I would also add the following pet peeves:

- Qt Creator doesn't do a good job detecting when a build scripts should be refreshed even when a project is built, which causes compilation/linking problems.

- Qt creator doesn't support setting a centralized widget stylesheet to define and update the stylesheet properties of any widget.

- it only supports profiling in linux (valgrind)

- its refactoring features are relaticely limited

- support for static analysis via clang feels like a rush job


To balance my above comment a little: QtCreator is great for free, and it’s existence is a huge boon to the community.



On the project I work on, QtCreator's indexing takes 15 seconds and I have access immediately to all my types, even stuff using fairly modern C++17 with the latest beta, while CLion takes a good 20 minutes to parse it, and most of my code is a red underlined mess.

QtCreator also feels much snappier when typing in general.

The one good thing of CLion in my eyes is its detection of unused includes. But QtC is overall superior for C++ dev experience, especially when you factor in all the static analysis (clang-analyzer is integrated), profiling support (how nice is it to see small percentages next to your lines of code ! ), pretty debugging, etc.

Both support CMake but QtCreator supports CMake's server mode API which is the recommended way onwards: https://cmake.org/cmake/help/v3.10/manual/cmake-server.7.htm...


Is that because your code must be precompiled with moc before it's legal C++? It seems a little unfair to say QtCreator is faster and more accurate if you're working with Qt code. Qt chose to extend the language and make many of their vocabulary types opaque pimpl'd bags of void*, which makes it very hard for any other IDE to support Qt to the same extent.

FWIW CLion also has built-in static analysis.


> Is that because your code must be precompiled with moc before it's legal C++?

That's... not how moc works at all. Moc parse your header files and generates additional cpp files from it which contain boilerplate for reflection and signals. So no static analyzer has any problem parsing Qt code... (I use cppcheck, coverity, clang-analyzer, clang-tidy)

The "special" Qt keywords like signal, slot, etc... are just trivial macros:

https://github.com/qt/qtbase/blob/5.10/src/corelib/kernel/qo...

"signals" is just defined as "public", "slots" and "emit" as nothing. Your compiler compiles your source as-is.

If you really don't like moc, there's a way to get its features natively with C++14 compilers (and uglier macros) : https://github.com/woboq/verdigris


OK, 'legal c++' was a stretch - I take that back. I absolutely stand by the point that it's not reasonable to expect non-Qt tools to work as well as QtCreator on Qt-heavy projects.

You don't explicitly say so, but your answer suggests that your project uses Qt heavily. QtCreator is great for Qt projects - fine. That doesn't say much about it in general though. Other IDEs handling a Qt-heavy project less well than QtCreator says nothing about them other than that they can afford to ignore Qt.

Thanks for the link to verdigris. It's certainly less offensive than Moc, but if you're forced to use Qt you may as well use Moc.


you seem to think that QtCreator has special cases for Qt code. AFAIK the only specificity is that some icons change on signals during autocompletion, but it works just fine for non-qt projects - it's used quite a bit for development on embedded platforms. the c++ code model is simply its of clang.


Clion will choke on anything that touches boost.

Dataset excerpts:
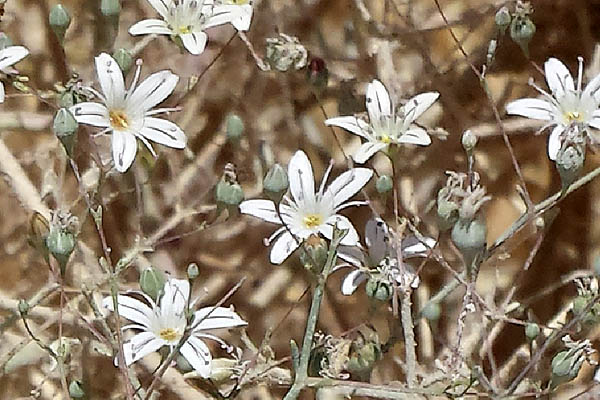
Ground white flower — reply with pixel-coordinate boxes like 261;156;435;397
336;218;436;296
70;53;186;172
129;0;242;55
506;57;600;161
102;279;247;378
0;46;29;103
240;150;373;264
325;79;439;164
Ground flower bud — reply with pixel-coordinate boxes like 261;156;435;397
375;175;394;194
300;234;328;274
263;164;289;203
225;114;244;143
69;380;85;399
52;108;79;157
113;48;133;75
365;277;393;301
510;16;535;58
100;0;121;17
140;267;165;302
525;322;540;342
494;6;512;35
48;4;71;44
187;263;200;280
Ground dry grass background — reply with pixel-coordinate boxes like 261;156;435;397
0;0;600;399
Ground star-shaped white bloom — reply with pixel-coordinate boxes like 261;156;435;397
0;46;29;103
325;79;439;164
240;150;373;264
102;279;247;378
506;57;600;161
336;218;436;296
129;0;243;55
70;53;186;172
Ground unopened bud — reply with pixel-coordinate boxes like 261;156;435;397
263;164;289;203
375;175;394;194
52;108;79;157
48;4;71;44
113;48;133;75
140;267;165;302
225;114;244;143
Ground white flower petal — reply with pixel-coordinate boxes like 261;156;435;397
69;102;110;128
367;79;393;121
240;200;281;224
342;270;368;296
270;230;299;265
352;142;388;164
544;58;575;99
325;168;373;208
192;307;248;332
288;150;315;203
179;32;208;56
129;19;173;36
506;99;554;121
112;130;137;172
179;336;212;378
325;116;370;139
0;46;29;70
160;278;190;315
96;53;125;108
398;126;431;146
127;70;179;111
403;92;440;126
139;117;186;149
548;125;565;161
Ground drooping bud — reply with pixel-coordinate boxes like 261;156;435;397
375;175;394;194
300;234;328;275
140;267;165;302
225;114;244;143
494;6;512;35
113;48;133;75
48;4;71;44
263;164;289;203
52;108;79;157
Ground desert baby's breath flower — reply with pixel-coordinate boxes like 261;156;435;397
129;0;243;55
0;46;29;103
102;279;247;378
506;57;600;160
70;53;186;172
325;79;439;164
240;150;373;264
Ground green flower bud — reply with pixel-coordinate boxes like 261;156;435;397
263;164;289;203
300;235;328;274
140;267;165;302
365;278;393;301
375;175;394;194
0;32;13;50
494;6;512;34
48;4;71;44
421;301;442;321
100;0;121;17
113;48;133;75
525;322;540;341
52;108;79;157
187;263;200;280
69;380;85;399
510;16;535;58
225;114;244;143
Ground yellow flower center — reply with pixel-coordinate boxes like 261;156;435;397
108;110;129;130
565;111;583;122
302;214;323;229
158;328;179;342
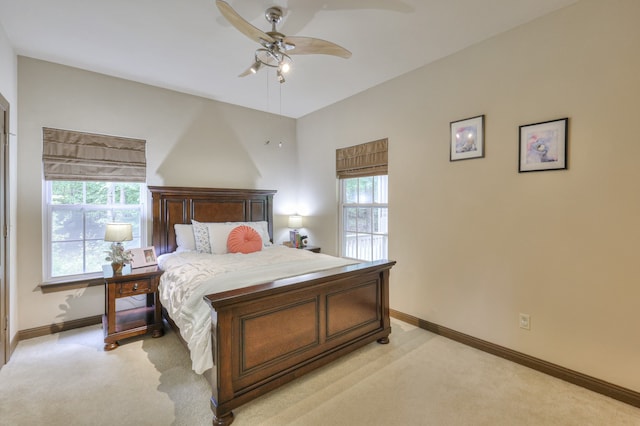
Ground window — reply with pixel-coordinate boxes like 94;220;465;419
340;175;389;261
44;180;146;282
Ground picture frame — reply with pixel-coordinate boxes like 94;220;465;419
449;115;484;161
131;246;158;269
518;118;569;173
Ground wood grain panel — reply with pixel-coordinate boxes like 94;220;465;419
191;199;247;222
326;280;381;340
240;299;320;375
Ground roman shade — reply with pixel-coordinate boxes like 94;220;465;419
336;139;388;179
42;127;147;182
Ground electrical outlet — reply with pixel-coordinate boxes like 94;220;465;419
520;314;531;330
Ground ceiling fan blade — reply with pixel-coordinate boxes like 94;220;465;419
216;0;275;44
283;36;351;59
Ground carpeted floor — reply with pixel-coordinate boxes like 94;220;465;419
0;320;640;426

Requirements:
**A)** Translate this sentence from the QtCreator discussion into German: "QtCreator also feels much snappier when typing in general."
**B)** Continue the discussion comparing QtCreator and CLion, beginning right after its final sentence.

Final results:
**A)** QtCreator fühlt sich beim Tippen allgemein auch deutlich flotter an.

**B)**
Anything is overstating it. I use boost pervasively, and Clion has no issue with most of how I use it. But it certainly does choke on some of it, especially the function and variant stuff. What are you seeing it choke on?

I haven't played with QtCreator lately. Clion has, over the past couple years, become my favorite C++ IDE on Linux because it can consume my hand-written cross-platform CMakeLists.txt and give me a nice experience, and because the debugger is really good IMO.


I still think C++ Builder and VC++ are quite up to it, specially in the debugging area, edit-and-continue, incremental building and linking.


Visual Studio Code + cquery is also very good!

https://github.com/cquery-project/cquery


I have to admit. I love QtCreator combination with Clang. Nothing even comes close. Visual Studio (despite the factor it is only available for Windows) has serious flow. It parses a big project with small change. That results of huge time waste.

But VSCode and CQuery is the (only?) serious competitor. Particularly if you like more lightweight, terminal stuff. Last time I checked CQuery it was not robust. But I am so glad seeing it is becoming more mature.


Qt Creator is my daily driver, and the steady stream of improvements is like having Christmas several times a year. I particularly like how seamless the integration with CMake is.


Somewhat off topic, but I'm increasingly finding that Qt is the last remaining reason to use C++. Qt is amazing, but C++ isn't a very productive language to code in, even if you're good at it. OS-less microcontroller stuff is probably better done with plain C, and everything else (games, system programming, embedded programming with an OS, etc) has mature and better options available such as Rust, Go, Nim, and (particularly for gamedev) C#.

But none of those languages have Qt. Of course, there's stuff like PyQt which is nice, but it's not got the status that C++ has in Qt land. Really what I'd love is if Qt would add first-class support for one of those newer languages. Rust maybe? I reckon it's a enormous, maybe simply unfeasible undertaking, but first-class Rust support, so I can fire up Qt Creator and start coding Qt apps in Rust would be fantastic. It would suddenly increase the usefulness of Rust by enormous amounts and it would keep Qt relevant.

Does anyone know if the Qt people are evaluating other languages? Are they worried, commercially, about C++'s demise?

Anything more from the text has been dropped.